→ **Task**
Take each line of the material that includes "item" and copy it.
-----
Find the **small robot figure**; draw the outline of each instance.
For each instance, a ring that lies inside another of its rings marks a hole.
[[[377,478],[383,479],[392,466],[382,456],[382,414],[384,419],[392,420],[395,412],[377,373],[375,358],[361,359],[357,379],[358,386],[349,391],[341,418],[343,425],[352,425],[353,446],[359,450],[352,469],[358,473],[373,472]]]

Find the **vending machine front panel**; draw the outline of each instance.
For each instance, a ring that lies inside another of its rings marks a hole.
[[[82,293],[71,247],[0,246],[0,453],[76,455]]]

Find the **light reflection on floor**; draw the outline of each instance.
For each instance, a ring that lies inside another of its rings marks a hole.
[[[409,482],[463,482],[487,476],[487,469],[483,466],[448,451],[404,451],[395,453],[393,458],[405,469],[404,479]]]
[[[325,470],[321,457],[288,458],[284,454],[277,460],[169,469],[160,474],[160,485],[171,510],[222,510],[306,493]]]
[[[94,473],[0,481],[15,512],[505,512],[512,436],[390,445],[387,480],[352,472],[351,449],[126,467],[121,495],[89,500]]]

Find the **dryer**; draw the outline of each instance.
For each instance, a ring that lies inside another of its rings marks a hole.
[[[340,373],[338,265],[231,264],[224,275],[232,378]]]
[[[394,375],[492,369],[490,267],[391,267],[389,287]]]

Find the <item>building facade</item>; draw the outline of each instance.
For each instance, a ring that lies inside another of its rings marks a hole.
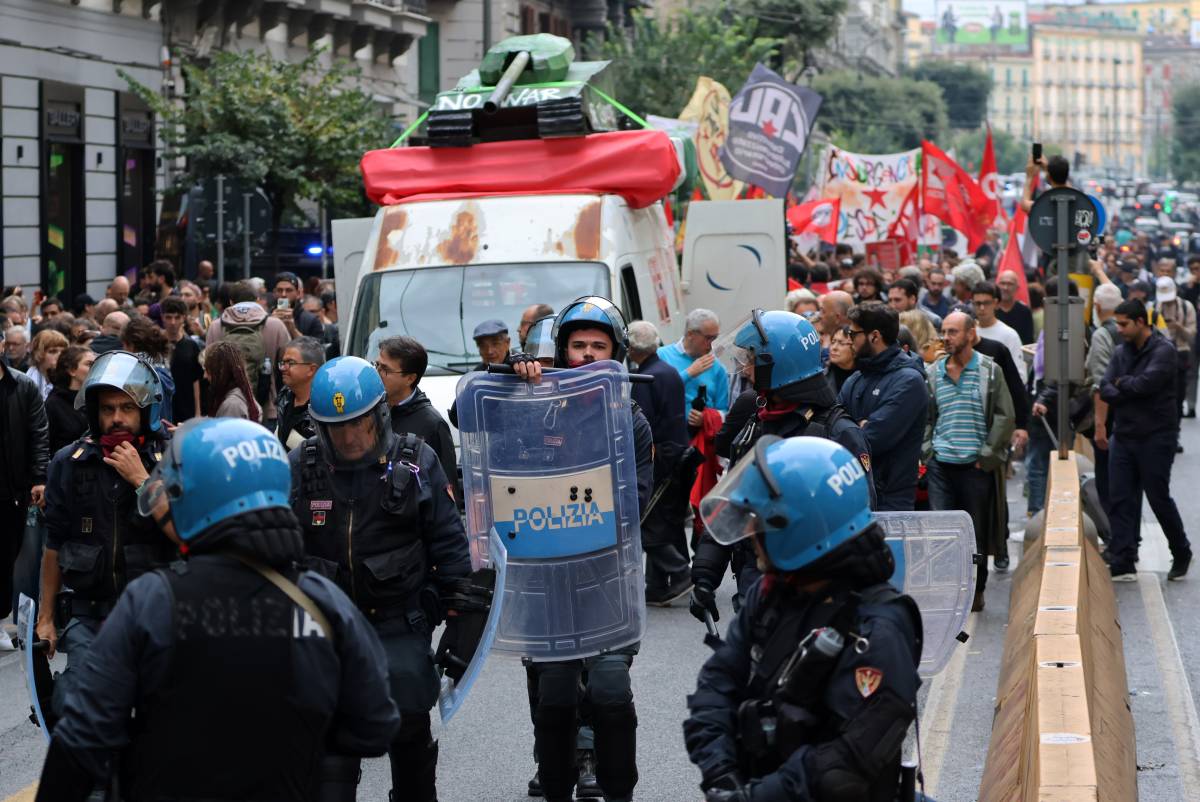
[[[1028,53],[1003,53],[980,66],[992,76],[988,121],[998,131],[1032,141],[1034,61]]]

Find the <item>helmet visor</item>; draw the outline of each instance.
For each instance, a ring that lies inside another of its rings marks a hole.
[[[121,390],[142,409],[162,400],[161,383],[154,368],[125,351],[100,355],[75,396],[76,409],[87,406],[87,393],[93,387]]]
[[[386,399],[357,418],[315,423],[317,439],[325,454],[334,465],[343,468],[378,462],[387,451],[392,431]]]
[[[175,435],[167,444],[166,453],[154,466],[154,470],[150,472],[150,478],[146,480],[145,486],[138,494],[137,511],[139,515],[155,520],[161,519],[168,512],[171,500],[179,498],[183,494],[179,472],[179,447],[188,429],[199,420],[199,418],[195,418],[188,421],[175,431]]]
[[[779,483],[767,465],[766,448],[778,437],[765,435],[717,482],[700,501],[700,517],[713,540],[728,546],[771,527],[756,510],[782,495]]]
[[[525,353],[535,359],[554,359],[554,318],[534,322],[525,335]]]

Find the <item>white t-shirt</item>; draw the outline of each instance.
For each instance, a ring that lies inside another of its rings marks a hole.
[[[1021,371],[1021,379],[1029,380],[1029,369],[1025,365],[1025,352],[1021,350],[1021,335],[1017,334],[1016,329],[999,319],[990,326],[981,326],[977,323],[975,328],[979,331],[980,337],[995,340],[1007,348],[1008,352],[1012,354],[1013,362],[1017,363],[1017,370]]]

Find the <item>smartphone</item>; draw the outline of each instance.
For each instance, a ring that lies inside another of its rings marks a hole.
[[[1037,162],[1037,161],[1039,161],[1041,158],[1042,158],[1042,143],[1041,143],[1041,142],[1034,142],[1034,143],[1033,143],[1033,160],[1034,160],[1035,162]]]
[[[275,299],[275,308],[276,309],[291,309],[292,302],[289,301],[287,298],[276,298]]]

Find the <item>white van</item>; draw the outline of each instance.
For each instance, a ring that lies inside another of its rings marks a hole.
[[[414,200],[373,220],[334,221],[333,240],[342,352],[374,359],[380,340],[413,337],[429,352],[421,389],[443,415],[479,362],[471,333],[485,320],[507,323],[515,348],[526,307],[558,311],[601,295],[627,321],[653,323],[663,342],[683,334],[661,203],[632,209],[599,194]]]

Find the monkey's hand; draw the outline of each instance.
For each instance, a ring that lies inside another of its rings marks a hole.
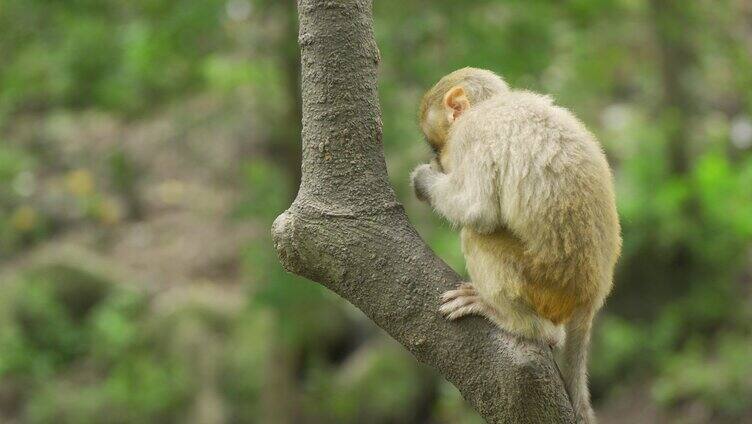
-----
→ **Output for this exercise**
Find the <item>building facade</item>; draw the outline of each instance.
Find the <item>helmet visor</item>; draw the outline of each instance.
Find the <item>white t-shirt</item>; draw the outline of each instance.
Find the <item>smartphone</item>; draw the outline of each instance.
Find the <item>white van</item>; draw the outline of each instance.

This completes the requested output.